## Actions to take
#1 In the custody judgment excerpt, in what month and year did the Applicant receive the phone call from his eldest daughter?
#2 Repeat everything in the custody judgment excerpt from "Following the disagreement" down to "paragraphs 64 to 71.".
#3 Go on with the custody judgment excerpt from the point where it stops.

## Excerpted passage
● ● ● ●

Another matter which is advanced by the Applicant in support of a change of circumstances concerns the number of school relocations effected. Whilst it is undeniable that endless relocation of schooling is undesirable it is in this case reasonably explicable. As deposed to by the Respondent in her affidavit the first two schools were private schools in respect of which the Applicant was to assist in the payment of education fees. He failed in that regard and the child was withdrawn from the schools. As the withdrawal appears to have occurred part way through a school year the child was removed to a local State school. Later that year the Respondent relocated to Brisbane and the child was transferred to a Brisbane school. It was her third school that year. The following year 2002 the child was again relocated to another school because the Respondent believed it to be a better school. She remained at that school until her most recent relocation. The fifth school was the high school to which she subsequently progressed after primary school. In my view it is difficult to be unduly critical of the Respondent having regard to those matters.
The Applicant’s application was precipitated by the foreshadowed relocation application to be made by the Respondent. In the result the Respondent did not proceed with any such application and accordingly there has been no change of circumstances in that regard. Indeed even before such a prospect was enlivened, the Respondent withdrew her threatened application and it follows the Applicant’s application did not require resolution even on a “hypothetical” basis.
The principle change contended for by the Father is that since July 2005 the Father’s relationship with the children has been disturbed to its detriment and that his capacity to continue with a meaningful relationship has also been detrimentally affected by reason of the Respondent’s conduct in particular her expressed intention to relocate to Spain. In part the Applicant’s view of this matter has been influenced by a change in contact arrangements. Whilst Court orders are in place it seems that prior to July 2005 matters had evolved between the parties such that greater flexibility had been introduced into their residence and contact arrangements. In particular it seems that the parties had agreed for contact to take place on hours beyond those which had been the subject of initial orders.
Following the disagreement which arose between the Applicant and Respondent in July 2005 the Applicant complains that the Respondent has now reverted to a contact regime which strictly complies with the consent orders[6]. More recently the Applicant complains that in October 2005 he received a phone call from his eldest daughter stating that she did not wish to “talk to you or see you anymore” unless she was permitted to go to Spain[7]. That continued to be the position as at December 2005.
[6] Affidavit of Mr Stinson filed 23 December 2005 paragraphs 64 to 71.

● ● ● ●

## Dataset extract
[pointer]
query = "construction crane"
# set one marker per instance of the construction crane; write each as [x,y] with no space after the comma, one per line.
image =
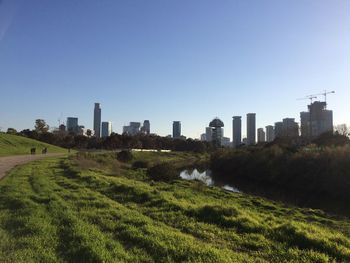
[325,93]
[309,97]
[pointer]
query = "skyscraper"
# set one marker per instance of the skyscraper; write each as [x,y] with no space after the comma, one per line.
[317,120]
[106,128]
[176,129]
[218,131]
[72,124]
[278,129]
[270,133]
[208,134]
[236,131]
[132,129]
[146,128]
[97,120]
[261,135]
[290,128]
[251,130]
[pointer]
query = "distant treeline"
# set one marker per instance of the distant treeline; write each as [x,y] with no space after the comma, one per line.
[311,176]
[117,141]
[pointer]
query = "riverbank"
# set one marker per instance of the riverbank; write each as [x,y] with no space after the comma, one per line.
[96,209]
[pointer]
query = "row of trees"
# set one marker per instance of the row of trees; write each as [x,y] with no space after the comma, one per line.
[308,176]
[116,141]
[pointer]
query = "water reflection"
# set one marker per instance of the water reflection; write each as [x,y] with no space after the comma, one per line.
[205,177]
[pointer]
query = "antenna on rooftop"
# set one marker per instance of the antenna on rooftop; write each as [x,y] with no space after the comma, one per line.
[308,97]
[325,93]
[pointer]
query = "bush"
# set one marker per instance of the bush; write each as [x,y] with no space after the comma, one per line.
[163,172]
[124,156]
[140,164]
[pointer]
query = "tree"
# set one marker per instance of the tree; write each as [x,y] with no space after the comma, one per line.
[88,133]
[11,131]
[342,129]
[41,126]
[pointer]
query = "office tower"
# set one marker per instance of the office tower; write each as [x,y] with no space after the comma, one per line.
[261,135]
[72,124]
[290,128]
[225,141]
[106,128]
[132,129]
[146,128]
[62,128]
[208,134]
[176,129]
[217,131]
[251,130]
[270,133]
[317,120]
[97,120]
[278,129]
[236,131]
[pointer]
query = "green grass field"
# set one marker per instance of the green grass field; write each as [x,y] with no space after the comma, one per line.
[15,145]
[98,210]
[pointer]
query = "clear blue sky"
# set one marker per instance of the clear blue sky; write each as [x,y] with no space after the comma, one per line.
[171,60]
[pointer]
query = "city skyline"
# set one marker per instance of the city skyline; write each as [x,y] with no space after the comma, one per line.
[249,60]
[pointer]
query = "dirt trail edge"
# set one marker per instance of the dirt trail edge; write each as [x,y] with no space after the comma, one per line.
[9,162]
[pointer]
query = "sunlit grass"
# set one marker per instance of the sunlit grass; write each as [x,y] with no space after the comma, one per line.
[59,211]
[14,145]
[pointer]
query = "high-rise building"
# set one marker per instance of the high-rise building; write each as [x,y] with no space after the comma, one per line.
[236,131]
[217,131]
[251,130]
[176,129]
[278,129]
[146,128]
[261,135]
[270,133]
[286,128]
[72,124]
[106,128]
[97,120]
[132,129]
[290,128]
[316,121]
[208,134]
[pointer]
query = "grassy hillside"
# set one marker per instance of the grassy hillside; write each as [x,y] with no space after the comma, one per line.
[14,145]
[94,209]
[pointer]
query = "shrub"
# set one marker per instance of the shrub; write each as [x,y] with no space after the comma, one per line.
[163,172]
[124,156]
[140,164]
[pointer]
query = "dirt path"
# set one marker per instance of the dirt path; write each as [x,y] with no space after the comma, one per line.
[8,162]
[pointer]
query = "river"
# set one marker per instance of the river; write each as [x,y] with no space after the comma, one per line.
[207,178]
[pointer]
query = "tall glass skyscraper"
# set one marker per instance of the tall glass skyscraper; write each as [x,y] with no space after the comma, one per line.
[176,129]
[97,120]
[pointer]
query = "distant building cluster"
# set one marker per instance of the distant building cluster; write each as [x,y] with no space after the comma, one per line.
[314,122]
[100,129]
[135,128]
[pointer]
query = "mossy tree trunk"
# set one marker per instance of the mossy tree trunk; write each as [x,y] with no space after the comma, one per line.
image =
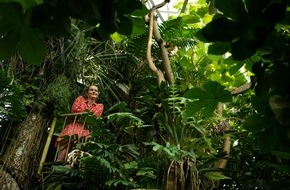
[21,159]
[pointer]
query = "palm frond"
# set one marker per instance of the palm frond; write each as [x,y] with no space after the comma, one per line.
[174,32]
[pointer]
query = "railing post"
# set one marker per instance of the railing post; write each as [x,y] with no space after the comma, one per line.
[46,147]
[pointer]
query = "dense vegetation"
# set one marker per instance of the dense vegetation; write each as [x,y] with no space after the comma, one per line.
[218,119]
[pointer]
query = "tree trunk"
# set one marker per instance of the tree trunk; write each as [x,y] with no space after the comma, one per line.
[22,157]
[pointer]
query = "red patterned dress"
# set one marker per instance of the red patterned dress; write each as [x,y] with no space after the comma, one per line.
[80,105]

● ● ● ●

## Task responses
#1 October 2005.

#2
Following the disagreement which arose between the Applicant and Respondent in July 2005 the Applicant complains that the Respondent has now reverted to a contact regime which strictly complies with the consent orders[6]. More recently the Applicant complains that in October 2005 he received a phone call from his eldest daughter stating that she did not wish to “talk to you or see you anymore” unless she was permitted to go to Spain[7]. That continued to be the position as at December 2005.
[6] Affidavit of Mr Stinson filed 23 December 2005 paragraphs 64 to 71.

#3
[7] Affidavit of Mr Stinson filed 23 December 2005 paragraph 74.
By the time of the trial matters had changed and the Applicant was exercising contact rights although he swore that since he had said no to the relocation to Spain, the children had continually said they did not want to see him[8]. In cross examination the Applicant did concede however that as time had elapsed since the relocation issue in July 2005, things had gotten better. Likewise in cross examination when questioned about the impact of relocation he conceded that prior to the discussion of relocation, there was no question of alienation between he and his daughters. He agreed that the discussion of relocation did give rise to difficulties and accepted that relocation was no longer an issue. Despite that when asked whether there was any reason why things could not revert to their former state, he expressed a view in the negative. In this regard I did find the Applicant’s attitude somewhat perplexing given all the evidence indicated that matters had now settled down. No doubt his view was in part affected by the attitude of his daughters which in turn may have been influenced by the Respondent’s disappointment in as much as their own in the loss of the opportunity to relocate to Spain for three years. In any event all parties now recognise that relocation will not occur particularly as Mr F has since terminated his contract and returned to Australia. The matter should now be behind them.
[8] For instance, the Applicant gave evidence concerning difficulties which followed in respect of a birthday party which the children wished to attend rather than their usual contact visit.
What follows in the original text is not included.